------ RECORDS TO PROCESS ------
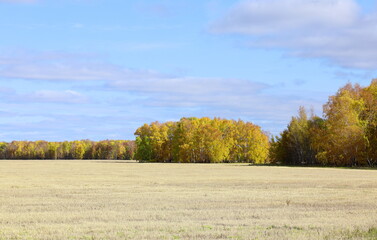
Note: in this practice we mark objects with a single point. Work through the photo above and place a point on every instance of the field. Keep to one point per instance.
(129, 200)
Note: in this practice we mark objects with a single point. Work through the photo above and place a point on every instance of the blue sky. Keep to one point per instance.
(96, 69)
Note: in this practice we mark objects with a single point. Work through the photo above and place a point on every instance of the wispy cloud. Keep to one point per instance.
(335, 30)
(151, 92)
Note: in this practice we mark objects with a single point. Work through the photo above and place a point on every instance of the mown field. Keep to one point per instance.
(129, 200)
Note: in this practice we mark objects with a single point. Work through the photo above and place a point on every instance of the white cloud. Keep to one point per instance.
(51, 96)
(335, 30)
(155, 94)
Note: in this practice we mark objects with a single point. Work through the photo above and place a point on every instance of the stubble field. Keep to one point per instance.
(129, 200)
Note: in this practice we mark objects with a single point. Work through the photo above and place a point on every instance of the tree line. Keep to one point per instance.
(202, 140)
(84, 149)
(346, 135)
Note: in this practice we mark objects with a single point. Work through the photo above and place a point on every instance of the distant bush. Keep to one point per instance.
(202, 140)
(84, 149)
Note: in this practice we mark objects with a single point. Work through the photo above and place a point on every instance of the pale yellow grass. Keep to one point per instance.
(129, 200)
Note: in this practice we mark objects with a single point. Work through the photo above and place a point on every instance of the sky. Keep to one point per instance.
(99, 69)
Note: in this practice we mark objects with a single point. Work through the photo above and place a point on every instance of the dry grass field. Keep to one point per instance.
(129, 200)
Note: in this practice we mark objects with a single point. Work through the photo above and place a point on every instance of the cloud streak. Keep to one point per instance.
(335, 30)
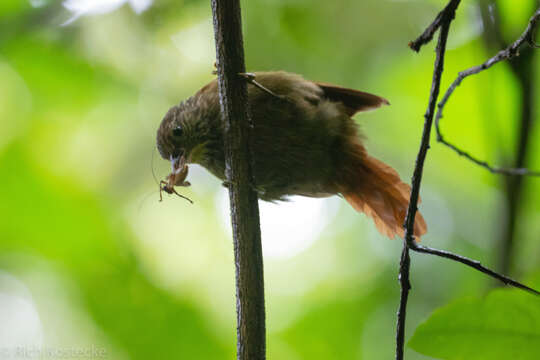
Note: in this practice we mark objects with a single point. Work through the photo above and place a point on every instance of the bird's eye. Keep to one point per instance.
(178, 131)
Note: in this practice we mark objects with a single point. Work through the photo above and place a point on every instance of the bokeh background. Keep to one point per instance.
(90, 258)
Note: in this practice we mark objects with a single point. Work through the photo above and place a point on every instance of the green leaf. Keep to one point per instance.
(503, 325)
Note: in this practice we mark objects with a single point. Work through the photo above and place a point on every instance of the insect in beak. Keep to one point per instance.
(177, 177)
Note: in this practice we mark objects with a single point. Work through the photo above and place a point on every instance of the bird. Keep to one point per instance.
(303, 142)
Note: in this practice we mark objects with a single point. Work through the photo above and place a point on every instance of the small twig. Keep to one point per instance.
(511, 51)
(250, 78)
(427, 35)
(444, 20)
(475, 264)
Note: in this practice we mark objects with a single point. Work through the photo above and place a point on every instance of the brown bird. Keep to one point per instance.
(304, 143)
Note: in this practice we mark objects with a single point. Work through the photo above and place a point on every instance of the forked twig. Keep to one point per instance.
(442, 21)
(511, 51)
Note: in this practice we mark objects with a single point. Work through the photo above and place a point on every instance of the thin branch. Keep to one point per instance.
(472, 263)
(427, 35)
(510, 52)
(444, 20)
(251, 344)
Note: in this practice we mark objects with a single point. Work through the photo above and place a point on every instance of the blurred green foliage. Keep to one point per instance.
(105, 263)
(503, 325)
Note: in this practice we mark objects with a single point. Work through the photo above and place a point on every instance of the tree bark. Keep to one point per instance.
(251, 342)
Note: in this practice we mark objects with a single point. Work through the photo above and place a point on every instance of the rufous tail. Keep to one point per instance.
(380, 194)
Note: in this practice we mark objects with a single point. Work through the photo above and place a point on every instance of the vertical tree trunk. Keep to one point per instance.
(251, 344)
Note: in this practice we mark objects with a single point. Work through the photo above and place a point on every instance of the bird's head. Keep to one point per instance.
(188, 130)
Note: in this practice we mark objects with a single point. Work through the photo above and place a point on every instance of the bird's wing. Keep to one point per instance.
(353, 100)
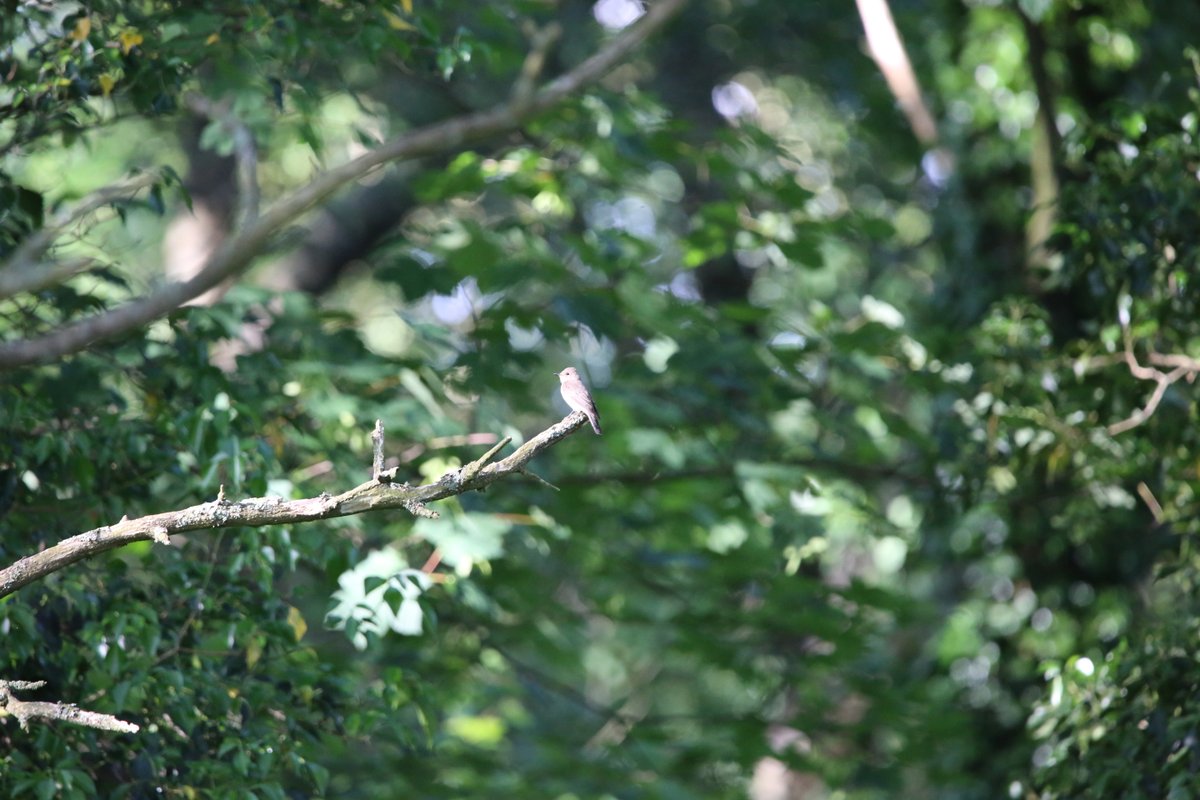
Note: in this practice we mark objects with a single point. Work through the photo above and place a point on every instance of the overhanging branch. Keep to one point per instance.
(27, 710)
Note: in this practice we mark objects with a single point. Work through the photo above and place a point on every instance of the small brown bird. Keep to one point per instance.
(577, 396)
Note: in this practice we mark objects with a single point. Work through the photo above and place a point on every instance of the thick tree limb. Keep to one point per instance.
(24, 271)
(1183, 367)
(381, 492)
(237, 253)
(27, 710)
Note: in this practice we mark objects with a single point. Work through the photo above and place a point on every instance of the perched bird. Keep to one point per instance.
(577, 396)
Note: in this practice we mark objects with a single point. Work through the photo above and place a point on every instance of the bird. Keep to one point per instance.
(577, 396)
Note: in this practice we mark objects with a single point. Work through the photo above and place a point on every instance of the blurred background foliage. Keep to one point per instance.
------
GIVEN INSTRUCTION
Go through the listing above and write it all out exactly, leaving out any picture.

TASK RESPONSE
Note: in this practice we mark objects with a single point. Work through the photo above and place a point on every instance of the field. Keep to one point per instance.
(129, 200)
Note: in this practice we mark objects with a single point. Work through the photo above and place a point on every instance of the blue sky. Keep to one point per instance.
(96, 69)
Note: in this practice we mark objects with a single point. Work through the photo above and place a point on every instance of the wispy cloud. Keep to one point per instance.
(335, 30)
(151, 92)
Note: in this practice we mark objects with a single point. Work through the photo above and place a point on every instance of the mown field. Keep to one point per instance.
(129, 200)
Note: in this practice we mark objects with a single point. Work through the photo above and place a point on every instance of the white cloud. Keep to one point per instance.
(51, 96)
(335, 30)
(155, 94)
Note: in this practice we mark objects with a single point. Work through the photo above and place a point on every instance of the stubble field. Keep to one point per instance.
(129, 200)
Note: in this practice we mark objects with a single point. Work through the photo above and place a point on every instance of the tree line. Keep to one point per instance.
(202, 140)
(84, 149)
(346, 135)
Note: in this practice we mark objects with a single point. Work through the photo above and place a point on every instance of the distant bush. Keep to one point per instance.
(202, 140)
(84, 149)
Note: in this practice we mark objects with a single point. Work through the photo above and place a point on every instance of the pale yellow grass. Keep to one point per instance.
(129, 200)
Note: in this practice we mark objects with a single point. Work through the photo above and place a point on every instance of the sky. Keep to one point per instance.
(99, 69)
Note: in this practice we mark objects with a single point. Work through the photo above and place a point on every instance of the dry grass field. Keep to one point per instance.
(129, 200)
Note: in this practice we mark objects with a single point. Work through the photo above and place a point on every instance of the cloud streak. Keep to one point per instance.
(335, 30)
Note: in this practice we mark objects with a single point. Work through the photo above and place a point on every instance of the bird's eye. Keep to one point per instance.
(178, 131)
Note: in this practice we mark objects with a single point. Work through the photo above and place a point on every instance of the bokeh background. Keep to one point per instance.
(90, 258)
Note: in this practice we mark objects with a single point. Work through the photo above and place a point on every instance of the green leaf. Keep to one point per instance.
(503, 325)
Note: in this practice we mark objects with a single point. Work through the photo above and place a point on every instance of the insect in beak. Keep to one point per instance.
(177, 177)
Note: in this practice we mark objects with a single point. Work through the photo above and place a point on every instance of the bird. Keep to one point per instance.
(303, 142)
Note: in this practice we mark objects with a single point. Work through the photo above and place a point on every instance of the small twig. Keep to one point per instance.
(511, 51)
(250, 78)
(427, 35)
(444, 20)
(475, 264)
Note: in this practice we mark objects with a single point. Work through the photo above and place a point on every instance of the brown bird. Keep to one point per instance.
(304, 143)
Note: in this practice we mark objects with a single point. Work through the photo above and place a point on every instance of the forked twig. Keep to one point per instance.
(442, 21)
(511, 51)
Note: in this practice we mark objects with a single point. Work through the photo above and place a point on every instance of the thin branch. Keep to one point per instance.
(472, 263)
(427, 35)
(510, 52)
(444, 20)
(251, 344)
Note: in this practice we mark objects with a single point. Work through the photo above and place a point on every instance of the blurred green foliage. Keep to one point per instance.
(105, 263)
(503, 325)
Note: in this practice we mark objects with a single point. Work through the photo above and place a point on every instance of the tree bark. Keep to one point per instance.
(251, 342)
Note: in this practice we mark objects with a single point. Work through the photo above and place a point on every instance of the rufous tail. Keep to one point per instance.
(380, 194)
Note: in this practice we mark objects with a single point. Work through the photo above and place a point on every instance of the vertical tree trunk. Keep to one point per instance.
(251, 344)
Note: in this practice we mark objects with a single point. Work through the photo above and place a point on every instance of the bird's head. Keep to one point per instance.
(188, 130)
Note: in this practice we mark objects with a single point. Work through the photo above and place a point on every instance of the bird's wing. Keep to one point per instance.
(353, 100)
Note: in this practice we mark objects with a single point. Work through the photo above and place a point on every instance of the overhanging branch. Keep to one point per instance.
(27, 710)
Note: in this practice we mark objects with a single point. Work through the photo above and place a point on every instance of the small brown bird. Keep to one point per instance.
(577, 396)
Note: in this practice we mark objects with a single point. Work through the photo above and place a point on every instance of the thick tree limb. Keep to one point per instance.
(24, 271)
(1183, 367)
(381, 492)
(237, 253)
(27, 710)
Note: in this practice we mark objects with a single point. Work through the photo above and place a point on every instance of the perched bird. Keep to one point per instance.
(577, 396)
Note: in this practice we mark objects with a single point. Work through the photo above and place a point on every instance of the bird. Keep to one point per instance.
(577, 396)
Note: in this practice we mark objects with a single point. Work through the photo above and place a point on every instance of the blurred background foliage. Keep to one point per instance.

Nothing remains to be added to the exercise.